# Source text
Avoiding [Sovereign] Debt Traps”, by Padoan et all, OECD Journal

Paying Off Government Debt” by Bryan Taylor (the options are austerity, growth, inflation, and/or default)
All of these highlight growing concern with ballooning US federal deficits and the underlying growth of entitlement spending (e.g., Medicare, Medicaid, Social Security) which is being financed via debt issuance, which, even with a relatively strong economy, is still causing a rise in the ratio of government debt to GDP.
New Federal Reserve Board research paper: “Measuring Aggregate Housing Wealth: New Insights From an Automated Valuation Model” by Gallin et al. Housing recovery hasn’t been as strong as repeat sales indexes suggest; also, metrics based on owner valuation estimates understate extent of housing value destruction.
Combine this with IMF research finding common monetary policies by leading central banks have led to a sharp increase in global synchronization of housing prices, which has exacerbated the potential negative impact of a global fall in housing prices.
Crashed: How a Decade of Financial Crises Changed the World” by Adam Tooze, and his Foreign Affairs arcticle, “The Forgotten History of the Financial Crisis” , “Ten years later, there is little consensus about the meaning of 2008
and its aftermath”… “How will a multipolar world that has moved beyond the transatlantic cooperation structures of the last century cope with the next crisis?”
Will wholesale funding markets hold up in the next crisis? The US Dollar has become an even more dominant currency since 2008, while foreign borrowing in USD has sharply risen. Fed swap lines could again be critical to prevent implosion of banking system in the next crisis – but with frayed political relations, will they work? E.g., At peak of Eurozone crisis, the Fed reopened swap lines. While European banks have disengaged from global financial system, emerging markets have increased theirs – including China’s shadow banking system.

# Data to examine
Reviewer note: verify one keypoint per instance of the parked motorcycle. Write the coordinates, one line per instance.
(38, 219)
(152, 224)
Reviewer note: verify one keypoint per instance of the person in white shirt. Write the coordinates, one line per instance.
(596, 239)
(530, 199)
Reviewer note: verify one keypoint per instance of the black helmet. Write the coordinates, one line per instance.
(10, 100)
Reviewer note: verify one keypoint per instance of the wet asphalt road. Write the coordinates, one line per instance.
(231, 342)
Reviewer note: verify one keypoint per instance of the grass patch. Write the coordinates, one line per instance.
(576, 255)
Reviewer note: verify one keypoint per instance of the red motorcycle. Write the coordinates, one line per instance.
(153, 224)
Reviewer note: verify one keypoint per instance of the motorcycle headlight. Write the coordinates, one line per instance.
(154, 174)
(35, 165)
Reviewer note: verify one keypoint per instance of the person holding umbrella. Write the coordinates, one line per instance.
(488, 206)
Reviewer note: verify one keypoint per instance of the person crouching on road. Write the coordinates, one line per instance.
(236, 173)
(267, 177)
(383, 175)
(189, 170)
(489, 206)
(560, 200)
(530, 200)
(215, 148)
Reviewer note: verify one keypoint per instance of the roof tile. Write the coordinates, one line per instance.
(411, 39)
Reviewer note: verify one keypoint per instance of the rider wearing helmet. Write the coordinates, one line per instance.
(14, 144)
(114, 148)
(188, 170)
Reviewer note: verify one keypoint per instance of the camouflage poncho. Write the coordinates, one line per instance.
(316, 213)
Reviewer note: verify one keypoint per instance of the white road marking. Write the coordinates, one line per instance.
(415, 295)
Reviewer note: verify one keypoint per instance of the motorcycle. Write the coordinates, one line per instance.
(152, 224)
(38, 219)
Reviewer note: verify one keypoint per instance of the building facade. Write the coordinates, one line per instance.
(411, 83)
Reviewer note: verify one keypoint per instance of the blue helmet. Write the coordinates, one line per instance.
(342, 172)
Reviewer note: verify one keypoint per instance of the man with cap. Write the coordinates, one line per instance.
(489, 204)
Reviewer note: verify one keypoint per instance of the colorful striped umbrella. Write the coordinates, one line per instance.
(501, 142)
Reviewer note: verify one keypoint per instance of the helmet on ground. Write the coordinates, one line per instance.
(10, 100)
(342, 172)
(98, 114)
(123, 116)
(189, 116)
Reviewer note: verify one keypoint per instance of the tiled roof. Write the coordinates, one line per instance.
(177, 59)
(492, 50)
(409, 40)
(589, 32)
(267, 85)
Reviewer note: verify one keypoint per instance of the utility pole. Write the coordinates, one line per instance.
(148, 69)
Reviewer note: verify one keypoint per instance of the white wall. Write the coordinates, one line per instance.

# Exercise goal
Copy out the full text on debt and financial crises word for word. The records were drawn from a different source than the text.

# Task result
Avoiding [Sovereign] Debt Traps”, by Padoan et all, OECD Journal

Paying Off Government Debt” by Bryan Taylor (the options are austerity, growth, inflation, and/or default)
All of these highlight growing concern with ballooning US federal deficits and the underlying growth of entitlement spending (e.g., Medicare, Medicaid, Social Security) which is being financed via debt issuance, which, even with a relatively strong economy, is still causing a rise in the ratio of government debt to GDP.
New Federal Reserve Board research paper: “Measuring Aggregate Housing Wealth: New Insights From an Automated Valuation Model” by Gallin et al. Housing recovery hasn’t been as strong as repeat sales indexes suggest; also, metrics based on owner valuation estimates understate extent of housing value destruction.
Combine this with IMF research finding common monetary policies by leading central banks have led to a sharp increase in global synchronization of housing prices, which has exacerbated the potential negative impact of a global fall in housing prices.
Crashed: How a Decade of Financial Crises Changed the World” by Adam Tooze, and his Foreign Affairs arcticle, “The Forgotten History of the Financial Crisis” , “Ten years later, there is little consensus about the meaning of 2008
and its aftermath”… “How will a multipolar world that has moved beyond the transatlantic cooperation structures of the last century cope with the next crisis?”
Will wholesale funding markets hold up in the next crisis? The US Dollar has become an even more dominant currency since 2008, while foreign borrowing in USD has sharply risen. Fed swap lines could again be critical to prevent implosion of banking system in the next crisis – but with frayed political relations, will they work? E.g., At peak of Eurozone crisis, the Fed reopened swap lines. While European banks have disengaged from global financial system, emerging markets have increased theirs – including China’s shadow banking system.